§ **Bounding box annotation entries**
>>>

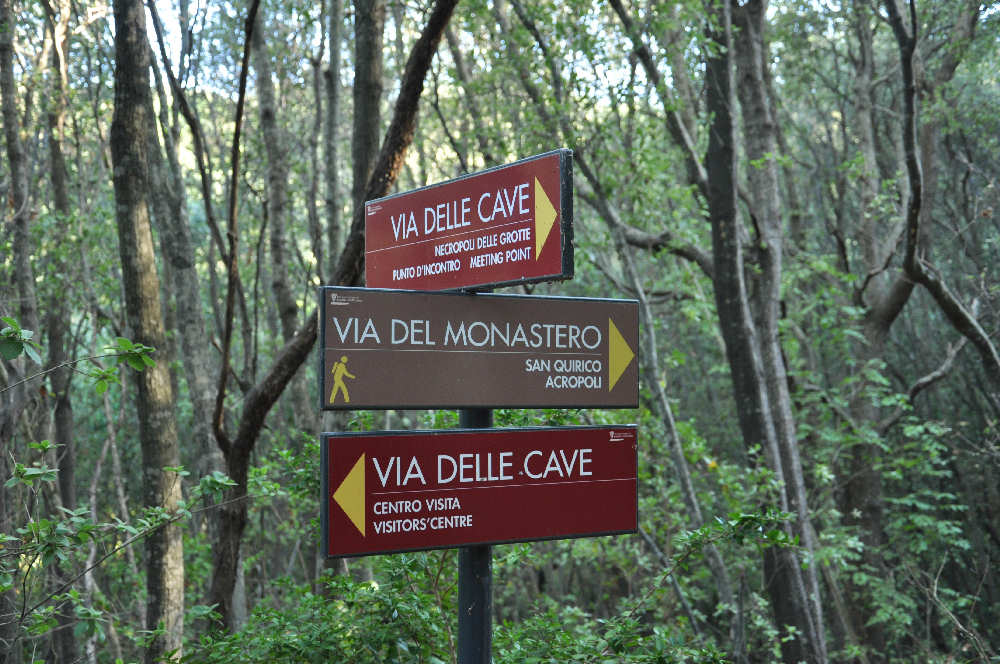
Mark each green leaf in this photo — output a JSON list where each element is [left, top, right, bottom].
[[0, 338, 24, 360], [24, 343, 42, 364]]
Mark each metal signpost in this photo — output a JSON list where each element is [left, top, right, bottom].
[[365, 150, 573, 291], [319, 149, 639, 664]]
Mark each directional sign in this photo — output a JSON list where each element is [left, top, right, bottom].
[[320, 287, 639, 410], [365, 150, 573, 290], [321, 425, 637, 556]]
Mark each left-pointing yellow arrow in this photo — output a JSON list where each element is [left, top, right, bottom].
[[333, 454, 365, 537]]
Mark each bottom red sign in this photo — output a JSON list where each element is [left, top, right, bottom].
[[321, 425, 638, 557]]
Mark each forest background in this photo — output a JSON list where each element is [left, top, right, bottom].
[[0, 0, 1000, 662]]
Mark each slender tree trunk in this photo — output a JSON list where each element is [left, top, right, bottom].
[[734, 0, 826, 661], [210, 0, 458, 628], [0, 0, 39, 664], [351, 0, 385, 209], [250, 13, 298, 341], [323, 0, 344, 279], [705, 2, 825, 664], [111, 0, 184, 663]]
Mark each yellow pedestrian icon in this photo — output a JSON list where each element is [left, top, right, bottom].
[[330, 355, 357, 403]]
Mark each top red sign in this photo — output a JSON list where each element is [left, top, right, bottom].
[[365, 149, 573, 290]]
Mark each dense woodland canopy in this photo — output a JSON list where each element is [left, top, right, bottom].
[[0, 0, 1000, 662]]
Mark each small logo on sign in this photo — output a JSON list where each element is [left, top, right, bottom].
[[330, 293, 361, 307]]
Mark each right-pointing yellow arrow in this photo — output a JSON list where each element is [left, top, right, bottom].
[[535, 178, 556, 261], [608, 318, 635, 392], [333, 454, 365, 537]]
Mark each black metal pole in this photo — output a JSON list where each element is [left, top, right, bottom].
[[458, 408, 493, 664]]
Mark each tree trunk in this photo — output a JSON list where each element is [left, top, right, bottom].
[[351, 0, 385, 209], [110, 0, 184, 663], [0, 0, 40, 664], [705, 2, 826, 663], [323, 0, 344, 279], [209, 0, 458, 629], [734, 0, 826, 661], [250, 13, 298, 341]]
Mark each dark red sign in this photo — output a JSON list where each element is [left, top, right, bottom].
[[320, 287, 639, 410], [321, 425, 638, 556], [365, 150, 573, 290]]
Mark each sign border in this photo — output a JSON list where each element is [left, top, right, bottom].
[[361, 148, 574, 293], [319, 422, 639, 560], [316, 286, 642, 412]]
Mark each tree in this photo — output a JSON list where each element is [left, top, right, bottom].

<<<

Render the stretch from the start of the entries through the line containing "[[365, 150, 573, 291], [319, 149, 639, 664]]" as a JSON list of strings, one string per line, with blank lines and pictures left out.

§ **EXERCISE RESPONSE**
[
  "Mark each green leaf in this photo — output a JSON list where each element is [left, top, right, bottom].",
  "[[0, 338, 24, 360], [24, 343, 42, 364]]",
  "Mark each metal signpost in this photo — output a JSON list where each element is [left, top, right, bottom].",
  "[[365, 150, 573, 291], [319, 149, 639, 664]]"
]